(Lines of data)
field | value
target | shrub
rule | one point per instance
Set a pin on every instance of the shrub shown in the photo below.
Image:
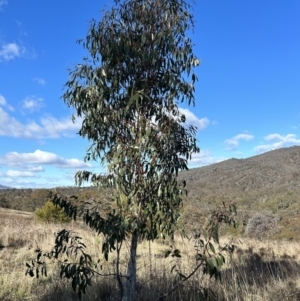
(50, 213)
(262, 225)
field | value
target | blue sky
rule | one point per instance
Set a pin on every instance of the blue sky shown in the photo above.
(247, 96)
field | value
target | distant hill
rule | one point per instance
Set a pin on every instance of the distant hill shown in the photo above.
(4, 187)
(267, 183)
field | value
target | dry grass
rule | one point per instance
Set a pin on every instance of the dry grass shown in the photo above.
(259, 270)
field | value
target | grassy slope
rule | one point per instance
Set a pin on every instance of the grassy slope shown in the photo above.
(266, 183)
(260, 270)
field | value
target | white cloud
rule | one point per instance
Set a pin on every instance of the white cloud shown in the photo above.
(32, 103)
(4, 103)
(40, 81)
(32, 168)
(48, 127)
(203, 158)
(2, 3)
(192, 119)
(277, 141)
(41, 157)
(17, 174)
(10, 51)
(232, 143)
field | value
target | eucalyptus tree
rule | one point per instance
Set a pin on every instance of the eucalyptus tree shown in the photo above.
(139, 70)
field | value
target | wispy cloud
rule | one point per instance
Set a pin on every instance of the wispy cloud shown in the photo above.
(41, 157)
(205, 157)
(32, 103)
(46, 128)
(192, 119)
(10, 51)
(17, 174)
(2, 3)
(233, 143)
(277, 141)
(4, 103)
(40, 81)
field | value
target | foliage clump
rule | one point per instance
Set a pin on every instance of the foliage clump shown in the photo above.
(262, 225)
(51, 214)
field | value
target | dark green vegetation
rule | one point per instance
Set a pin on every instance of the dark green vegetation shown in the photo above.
(50, 213)
(267, 183)
(139, 70)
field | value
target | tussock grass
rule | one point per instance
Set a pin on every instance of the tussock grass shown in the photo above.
(259, 270)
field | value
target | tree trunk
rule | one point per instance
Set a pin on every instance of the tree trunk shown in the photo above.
(130, 283)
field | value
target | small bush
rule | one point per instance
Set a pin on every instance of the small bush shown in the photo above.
(50, 213)
(262, 225)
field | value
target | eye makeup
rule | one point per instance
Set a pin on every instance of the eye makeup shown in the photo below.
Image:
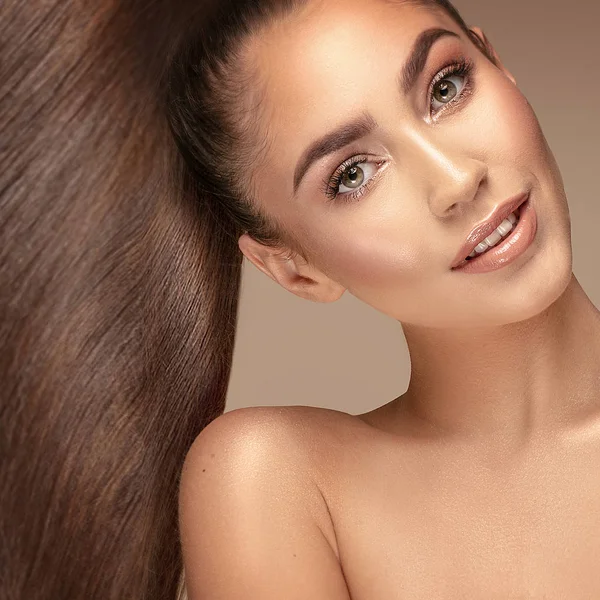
(462, 68)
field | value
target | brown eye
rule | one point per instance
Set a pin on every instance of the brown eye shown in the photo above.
(444, 90)
(353, 177)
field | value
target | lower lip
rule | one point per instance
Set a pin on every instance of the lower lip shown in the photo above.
(510, 248)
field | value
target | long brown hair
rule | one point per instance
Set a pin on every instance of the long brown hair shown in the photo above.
(119, 277)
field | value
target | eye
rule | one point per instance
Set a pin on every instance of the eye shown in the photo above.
(444, 88)
(352, 174)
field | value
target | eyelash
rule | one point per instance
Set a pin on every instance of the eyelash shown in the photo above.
(463, 68)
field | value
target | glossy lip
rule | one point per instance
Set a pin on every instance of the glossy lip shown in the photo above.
(485, 228)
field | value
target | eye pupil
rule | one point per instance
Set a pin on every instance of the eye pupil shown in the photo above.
(446, 90)
(353, 173)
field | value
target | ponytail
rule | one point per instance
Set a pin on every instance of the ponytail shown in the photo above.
(118, 300)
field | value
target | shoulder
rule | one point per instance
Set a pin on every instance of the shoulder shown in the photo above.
(248, 496)
(258, 456)
(267, 436)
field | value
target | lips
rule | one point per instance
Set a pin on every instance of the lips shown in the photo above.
(485, 228)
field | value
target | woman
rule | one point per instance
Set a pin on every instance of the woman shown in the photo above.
(351, 145)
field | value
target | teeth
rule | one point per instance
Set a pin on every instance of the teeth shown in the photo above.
(501, 231)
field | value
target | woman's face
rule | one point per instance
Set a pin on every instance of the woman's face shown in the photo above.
(443, 155)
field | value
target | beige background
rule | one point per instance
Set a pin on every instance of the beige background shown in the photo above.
(346, 355)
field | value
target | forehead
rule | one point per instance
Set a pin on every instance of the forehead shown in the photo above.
(328, 61)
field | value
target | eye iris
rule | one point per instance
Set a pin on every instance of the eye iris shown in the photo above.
(446, 91)
(353, 174)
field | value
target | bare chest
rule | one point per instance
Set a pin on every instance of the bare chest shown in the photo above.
(414, 525)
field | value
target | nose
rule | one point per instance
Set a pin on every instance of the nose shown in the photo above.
(452, 175)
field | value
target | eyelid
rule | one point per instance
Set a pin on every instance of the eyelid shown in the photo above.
(451, 65)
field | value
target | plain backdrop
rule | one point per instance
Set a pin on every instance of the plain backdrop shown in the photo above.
(346, 355)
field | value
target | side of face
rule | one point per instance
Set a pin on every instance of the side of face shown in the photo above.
(432, 170)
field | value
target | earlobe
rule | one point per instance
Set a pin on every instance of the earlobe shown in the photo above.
(290, 271)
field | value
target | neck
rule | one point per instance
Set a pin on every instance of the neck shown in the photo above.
(511, 383)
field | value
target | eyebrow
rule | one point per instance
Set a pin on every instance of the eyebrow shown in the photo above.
(364, 123)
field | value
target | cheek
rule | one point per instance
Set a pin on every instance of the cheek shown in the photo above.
(374, 257)
(508, 127)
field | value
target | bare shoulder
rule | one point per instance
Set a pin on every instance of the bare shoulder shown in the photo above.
(250, 504)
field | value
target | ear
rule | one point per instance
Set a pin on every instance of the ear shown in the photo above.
(290, 271)
(481, 41)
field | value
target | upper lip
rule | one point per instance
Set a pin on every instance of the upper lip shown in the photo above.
(485, 228)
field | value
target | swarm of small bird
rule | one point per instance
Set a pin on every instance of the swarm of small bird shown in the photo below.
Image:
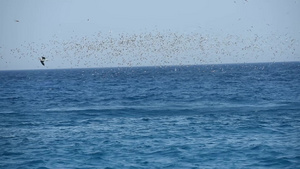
(155, 48)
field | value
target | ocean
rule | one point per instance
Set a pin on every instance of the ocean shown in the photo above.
(205, 116)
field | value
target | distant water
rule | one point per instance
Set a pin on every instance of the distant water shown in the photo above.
(213, 116)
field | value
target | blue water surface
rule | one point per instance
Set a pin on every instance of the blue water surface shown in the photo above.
(209, 116)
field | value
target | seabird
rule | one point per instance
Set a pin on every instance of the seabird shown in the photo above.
(42, 60)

## Your instructions
Excluding the pictures, restate the records above word for word.

## Exercise response
field | value
target | shrub
rule | one point per instance
Set a pin on every instance of the shrub shown in the photo below.
Image:
(50, 213)
(262, 225)
field | value
target | blue sky
rule | one point per instance
Set a pin on every instance of the blue sky shown in the photo above.
(247, 96)
field | value
target | distant hill
rule | one point per instance
Set a pin on every instance of the distant hill shown in the photo above.
(4, 187)
(267, 183)
field | value
target | dry grass
rule | one point per instance
Set a pin on every instance of the dry grass shown in the photo above.
(259, 270)
field | value
target | grassy slope
rule | one point per instance
Set a pin on every instance of the grassy slope shown in the photo above.
(266, 183)
(260, 270)
field | value
target | white cloud
rule | one point per instance
Set a pin on every instance of the white cloud shown in the photo above.
(32, 103)
(4, 103)
(40, 81)
(32, 168)
(48, 127)
(203, 158)
(2, 3)
(192, 119)
(277, 141)
(41, 157)
(17, 174)
(10, 51)
(232, 143)
field | value
target | eucalyptus tree
rule | one point per instance
Set a pin on every instance of the eucalyptus tree shown in the photo above.
(139, 70)
field | value
target | wispy cloud
rule | one point per instance
Set a pin on every instance of the wispy cloud shown in the photo above.
(41, 157)
(205, 157)
(32, 103)
(46, 128)
(192, 119)
(10, 51)
(17, 174)
(2, 3)
(233, 143)
(277, 141)
(4, 103)
(40, 81)
field | value
target | foliage clump
rule | one point per instance
Set a pin on every instance of the foliage clump shown in the photo above.
(262, 225)
(51, 214)
field | value
target | dark green vegetation
rule | one point per instance
Set a pin on every instance of the dark green vegetation shown in the photo above.
(50, 213)
(267, 183)
(139, 70)
field | value
target | tussock grass
rule | one point per instance
Set a pin on every instance of the tussock grass shown in the photo above.
(259, 270)
field | value
target | tree trunk
rule | one point per instance
Set a pin on every instance of the tree trunk shown in the photo above.
(130, 283)
field | value
target | small bush
rule | one point per instance
Set a pin on every instance of the small bush shown in the photo above.
(50, 213)
(262, 225)
field | value
target | eye makeup
rule | one point per instance
Set a pin on every instance of the eye makeup shown in the photo below.
Image:
(462, 68)
field | value
target | brown eye
rule | one point per instance
Set a pin on every instance of the brown eye shown in the photo above.
(444, 90)
(353, 177)
field | value
target | lower lip
rule | one point per instance
Set a pin on every instance of the lower lip shown in the photo above.
(510, 248)
field | value
target | long brown hair
rule | one point per instance
Set a pin on every instance of the long brown hair shown in the photo above.
(119, 277)
field | value
target | eye
rule | one point per instance
Set a pin on every instance of the eye shown in the photo above.
(444, 88)
(352, 174)
field | value
target | eyelash
rule | one point per instance
Set a pin on every instance of the eyelash shown in the photo above.
(463, 68)
field | value
target | glossy lip
rule | one point per instance
Set a pin on every instance of the glossy lip shown in the photo above.
(485, 228)
field | value
target | eye pupil
rule | one point per instance
Set a pin on every instance of the eye pupil shown in the photo above.
(446, 90)
(353, 173)
field | value
target | ponytail
rule | one point per instance
Set a pin on every instance of the ponytail shown in the photo above.
(118, 300)
field | value
target | shoulder
rule | one point per instance
Set a pin on every instance of the shoulder shown in the photo above.
(248, 496)
(258, 456)
(267, 436)
field | value
target | lips
rule | one point per instance
Set a pin on every instance of the lips shown in the photo above.
(485, 228)
field | value
target | woman
rule | one point per instance
Set a pin on every instance of the woman shown in the photo above.
(351, 145)
field | value
target | teeth
rule | one point per instance
Set a pin on every instance of the teeth shown in the photo above.
(501, 231)
field | value
target | woman's face
rule | one point per instance
Set a pin on every instance of the woman's face shown in the photo above.
(443, 155)
field | value
target | beige background
rule | one point per instance
Set a pin on every instance of the beige background shown in the photo above.
(346, 355)
field | value
target | forehead
rule | one point per instance
Set a pin on every instance of the forehead shown in the photo above.
(328, 61)
field | value
target | eye iris
rule | one point per instance
Set a pin on every instance of the eye iris shown in the photo above.
(446, 91)
(353, 174)
field | value
target | bare chest
rule | one point per instance
Set a pin on every instance of the bare chest shown in the photo above.
(414, 525)
field | value
target | nose
rule | one point per instance
Set a pin on every instance of the nose shown in the photo above.
(452, 175)
field | value
target | eyelid
rule | one point per instance
Set a pin on every instance of the eyelid shown in the photo above.
(451, 65)
field | value
target | plain backdrop
rule | one point per instance
Set a pin on every instance of the plain backdrop shown in the photo above.
(346, 355)
field | value
target | side of face
rule | one point per instance
Set a pin on every instance of the side of face shown in the photo above.
(432, 170)
field | value
target | earlobe
rule | one point per instance
Set a pin on every instance of the earlobe shown in the photo above.
(290, 271)
field | value
target | neck
rule | one point per instance
Set a pin on every instance of the neck shown in the photo above.
(511, 383)
field | value
target | eyebrow
rule | one point per instance
Set a pin on every instance of the eyebrow shown in the photo above.
(364, 123)
field | value
target | cheek
rule | one point per instance
Set a pin on every instance of the cheek shown in the photo above.
(374, 257)
(508, 127)
field | value
target | bare shoulder
rule | one point per instance
Set a pin on every instance of the bare shoulder shown in the photo above.
(250, 504)
field | value
target | ear
rule | one point per instance
Set a pin on every instance of the ear shown in the photo above.
(290, 271)
(481, 41)
field | value
target | upper lip
rule | one point per instance
Set a pin on every instance of the upper lip shown in the photo above.
(485, 228)
field | value
target | swarm of small bird
rule | one point per instance
Set a pin on every instance of the swarm of small bird shown in the photo below.
Image:
(155, 48)
field | value
target | ocean
rule | one point per instance
Set a pin on every instance of the ocean shown in the photo above.
(205, 116)
field | value
target | distant water
rule | one point per instance
Set a pin on every instance of the distant water shown in the photo above.
(213, 116)
field | value
target | blue water surface
rule | one point per instance
Set a pin on every instance of the blue water surface shown in the photo above.
(209, 116)
field | value
target | seabird
rule | one point per instance
Set a pin on every instance of the seabird shown in the photo above.
(42, 60)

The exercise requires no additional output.